* **Record set**
______________________________

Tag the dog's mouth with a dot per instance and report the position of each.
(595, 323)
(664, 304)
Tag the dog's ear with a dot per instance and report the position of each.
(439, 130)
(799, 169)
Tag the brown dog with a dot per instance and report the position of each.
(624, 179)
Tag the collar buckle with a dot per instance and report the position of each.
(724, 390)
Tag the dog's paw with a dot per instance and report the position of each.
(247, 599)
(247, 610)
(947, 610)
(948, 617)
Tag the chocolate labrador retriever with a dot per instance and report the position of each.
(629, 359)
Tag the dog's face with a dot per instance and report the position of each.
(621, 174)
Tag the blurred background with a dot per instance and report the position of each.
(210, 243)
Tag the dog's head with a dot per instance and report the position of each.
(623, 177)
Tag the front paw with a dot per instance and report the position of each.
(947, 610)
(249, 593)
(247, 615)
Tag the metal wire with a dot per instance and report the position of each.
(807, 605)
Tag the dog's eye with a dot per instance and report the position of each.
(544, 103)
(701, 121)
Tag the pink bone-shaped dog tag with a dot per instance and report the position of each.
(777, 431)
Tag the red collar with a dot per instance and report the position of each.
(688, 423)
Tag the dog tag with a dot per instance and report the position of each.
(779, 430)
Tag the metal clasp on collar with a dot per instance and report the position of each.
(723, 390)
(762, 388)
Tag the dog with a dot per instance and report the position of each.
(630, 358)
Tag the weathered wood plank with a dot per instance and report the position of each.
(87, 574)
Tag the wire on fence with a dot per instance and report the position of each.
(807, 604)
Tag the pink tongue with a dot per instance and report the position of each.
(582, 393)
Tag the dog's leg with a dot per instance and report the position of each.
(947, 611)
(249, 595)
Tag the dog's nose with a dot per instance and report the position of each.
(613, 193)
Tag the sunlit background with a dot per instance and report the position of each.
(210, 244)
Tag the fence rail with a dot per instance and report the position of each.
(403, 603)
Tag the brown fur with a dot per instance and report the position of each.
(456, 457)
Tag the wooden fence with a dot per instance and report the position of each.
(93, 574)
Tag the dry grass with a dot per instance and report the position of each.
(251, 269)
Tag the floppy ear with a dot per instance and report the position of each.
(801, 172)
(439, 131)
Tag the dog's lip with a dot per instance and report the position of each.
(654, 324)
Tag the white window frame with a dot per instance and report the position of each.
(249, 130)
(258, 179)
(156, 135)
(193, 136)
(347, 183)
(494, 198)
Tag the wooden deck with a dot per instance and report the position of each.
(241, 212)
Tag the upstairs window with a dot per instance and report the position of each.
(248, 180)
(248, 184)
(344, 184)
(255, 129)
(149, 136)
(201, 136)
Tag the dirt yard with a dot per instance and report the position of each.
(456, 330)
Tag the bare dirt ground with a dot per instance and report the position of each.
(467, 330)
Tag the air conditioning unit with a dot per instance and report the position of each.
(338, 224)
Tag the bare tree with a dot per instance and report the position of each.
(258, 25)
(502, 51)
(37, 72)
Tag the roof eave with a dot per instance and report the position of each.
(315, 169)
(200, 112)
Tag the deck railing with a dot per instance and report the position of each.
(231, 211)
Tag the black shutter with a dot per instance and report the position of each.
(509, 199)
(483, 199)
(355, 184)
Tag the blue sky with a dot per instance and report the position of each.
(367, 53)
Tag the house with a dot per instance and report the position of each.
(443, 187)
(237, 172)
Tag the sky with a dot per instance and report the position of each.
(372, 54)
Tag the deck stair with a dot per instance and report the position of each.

______________________________

* **Aim of the exercise**
Repeat the whole listing above without any change.

* **Response to the task**
Tag the dog's mouth with a dot per instance and report the position of each.
(595, 323)
(664, 304)
Tag the dog's ear with a dot per instance and report the position of each.
(439, 130)
(799, 169)
Tag the brown dog with a dot per instance and report the position of each.
(624, 179)
Tag the collar buckle with a dot per instance and report the position of each.
(724, 390)
Tag the dog's paw with a dot per instance and report the position of each.
(247, 599)
(247, 610)
(947, 610)
(948, 617)
Tag the chocolate labrador retriever with a dot per instance and report the position of each.
(629, 359)
Tag the dog's face with a dot per instance and report the position of each.
(621, 174)
Tag the blurred background with a dot per instance and report the position of each.
(210, 243)
Tag the dog's head with a dot per instance and report the position of each.
(623, 177)
Tag the front paw with a dot per instance and report the position of each.
(947, 610)
(249, 593)
(247, 615)
Tag the metal wire with a dot per instance and report the position of each.
(807, 605)
Tag the dog's eye with a dot per instance and report the position of each.
(544, 103)
(701, 121)
Tag the pink bone-shaped dog tag with a dot per instance and report the position of each.
(777, 431)
Tag the red collar with a dot per instance and report the position of each.
(688, 423)
Tag the dog tag with a dot per instance and report the position of each.
(779, 430)
Tag the metal clasp on collar with a dot per instance and report the position of each.
(723, 390)
(762, 388)
Tag the dog with a dot per instance and report the position of each.
(630, 358)
Tag the weathered wood plank with a dot per instance and report the position of each.
(87, 574)
Tag the wire on fence with a dot per instance and report the position of each.
(807, 604)
Tag the pink tongue with a dot per instance and report the position of each.
(582, 393)
Tag the dog's leg with a dot per instance and report the position of each.
(947, 611)
(249, 595)
Tag the dog's nose with a dot per instance and report the position of each.
(613, 193)
Tag the sunlit background with a dot per instance and report the position of each.
(210, 244)
Tag the fence rail with a dot per instance and report the position of each.
(403, 603)
Tag the brown fur with a dot per instance and report the position of each.
(456, 457)
Tag the wooden fence with a dot per instance and report the position of each.
(93, 574)
Tag the dry grass with a dot per instance and report the position of each.
(251, 269)
Tag the floppy ear with a dot per instance and report the position of each.
(801, 172)
(439, 131)
Tag the dog's lip with a dot per instance and report the position of each.
(654, 324)
Tag the white window frame with a dot per instance and report the position of each.
(249, 130)
(258, 179)
(156, 135)
(193, 136)
(347, 183)
(494, 198)
Tag the wooden deck with a dot per instance and report the position of each.
(241, 212)
Tag the upstairs window with a dot per instance and report the position of each.
(248, 180)
(248, 184)
(344, 184)
(255, 129)
(149, 136)
(201, 136)
Tag the dirt yard with a dot per instance and report the position of each.
(456, 330)
Tag the bare dirt ground with a dot per instance and report the position of each.
(467, 330)
Tag the air conditioning unit with a dot per instance and report the position of each.
(338, 224)
Tag the bare tree with a dot per instance and report the position of each.
(258, 25)
(502, 51)
(37, 72)
Tag the roof eave with a dot per instance and report the position of each.
(315, 169)
(200, 112)
Tag the deck railing with a dot per instance and report the position of each.
(231, 211)
Tag the black shutter with a dot per instance and report the position of each.
(509, 199)
(483, 199)
(355, 184)
Tag the blue sky with a dot per instance and report the position of each.
(367, 53)
Tag the house with a dot per instance and report the position of each.
(443, 187)
(237, 172)
Tag the sky with a dot per instance and report the position of each.
(372, 54)
Tag the deck stair with a dot per instance and report the position of each.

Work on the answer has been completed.